## Aufgabe
Schreib aus der Forendiskussion über Besucher mit dem Internet Explorer den Abschnitt zwischen „Seitdem ich vor“ und „Firefox hier ist.“ Wort für Wort ab, beide Stellen eingeschlossen.

## Vorliegender Text
# [OT] Sie sind unter uns

## zouk

Seitdem ich vor exakt einer Stunde einen Link auf meine Domain gepostet habe, hab ich mal neugieriger Weise die Logs mir angeschaut  :Wink:  Und da fiel mir doch tatsächlich auf, das von sechs Besuchern zwei mit dem IE unterwegs waren  :Very Happy: 

 *Quote:*   

> "Mozilla/4.0 (compatible; MSIE 6.0; Windows NT 5.1; SV1; .NET CLR 1.1.4322)"
> 
> "Mozilla/4.0 (compatible; MSIE 6.0; Windows NT 5.0)"

 *hehe*

gruß,

zouk, der selber öfters unter XP aber mit Firefox hier ist.

----------

## Gekko

toll   :Rolling Eyes: 

sorry, das musste jetzt mal sein......

Einträge für die Beschriftung von Begrenzungsrahmen:
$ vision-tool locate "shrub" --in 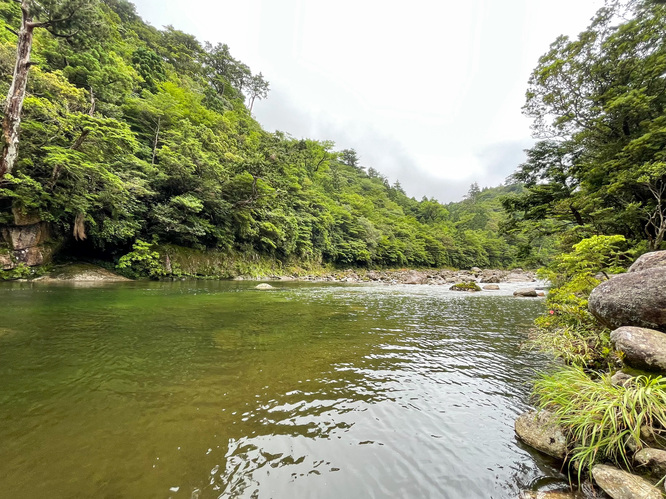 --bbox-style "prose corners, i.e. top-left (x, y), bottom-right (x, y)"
top-left (534, 367), bottom-right (666, 478)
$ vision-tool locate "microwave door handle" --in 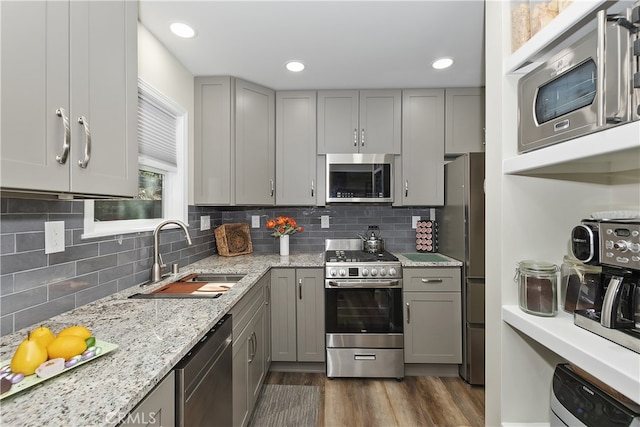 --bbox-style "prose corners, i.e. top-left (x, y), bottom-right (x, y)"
top-left (596, 10), bottom-right (607, 128)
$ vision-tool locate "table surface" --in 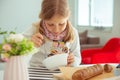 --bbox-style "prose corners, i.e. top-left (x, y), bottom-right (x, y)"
top-left (0, 63), bottom-right (118, 80)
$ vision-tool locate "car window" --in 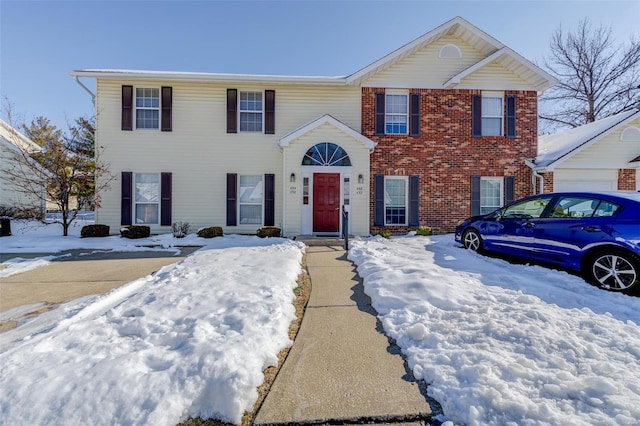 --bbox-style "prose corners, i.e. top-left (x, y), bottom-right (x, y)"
top-left (549, 196), bottom-right (618, 219)
top-left (502, 197), bottom-right (551, 219)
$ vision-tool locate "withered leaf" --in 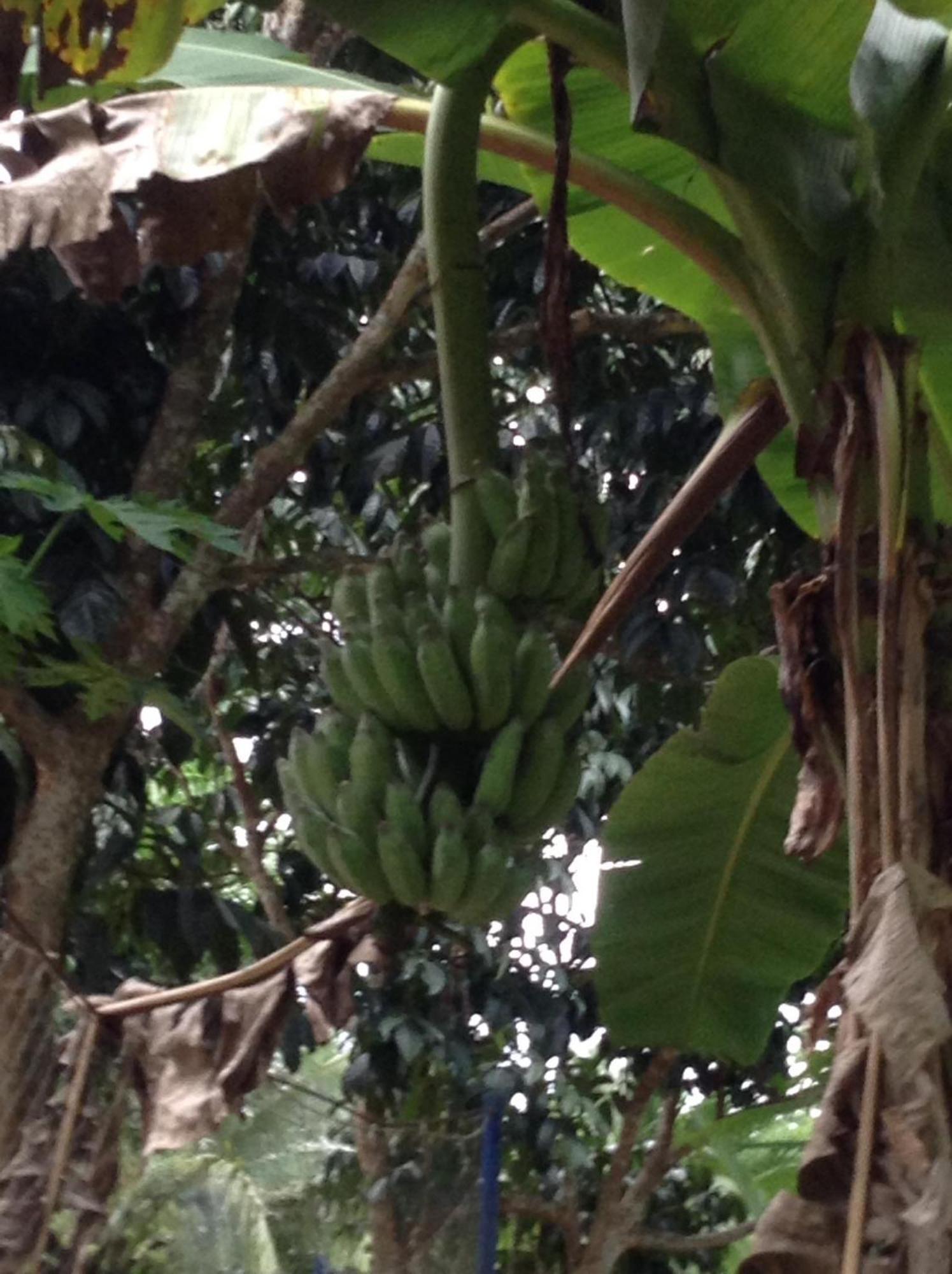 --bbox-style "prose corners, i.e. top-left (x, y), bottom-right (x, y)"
top-left (117, 968), bottom-right (294, 1154)
top-left (844, 864), bottom-right (952, 1093)
top-left (0, 85), bottom-right (394, 301)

## Lösung
Seitdem ich vor exakt einer Stunde einen Link auf meine Domain gepostet habe, hab ich mal neugieriger Weise die Logs mir angeschaut  :Wink:  Und da fiel mir doch tatsächlich auf, das von sechs Besuchern zwei mit dem IE unterwegs waren  :Very Happy: 

 *Quote:*   

> "Mozilla/4.0 (compatible; MSIE 6.0; Windows NT 5.1; SV1; .NET CLR 1.1.4322)"
> 
> "Mozilla/4.0 (compatible; MSIE 6.0; Windows NT 5.0)"

 *hehe*

gruß,

zouk, der selber öfters unter XP aber mit Firefox hier ist.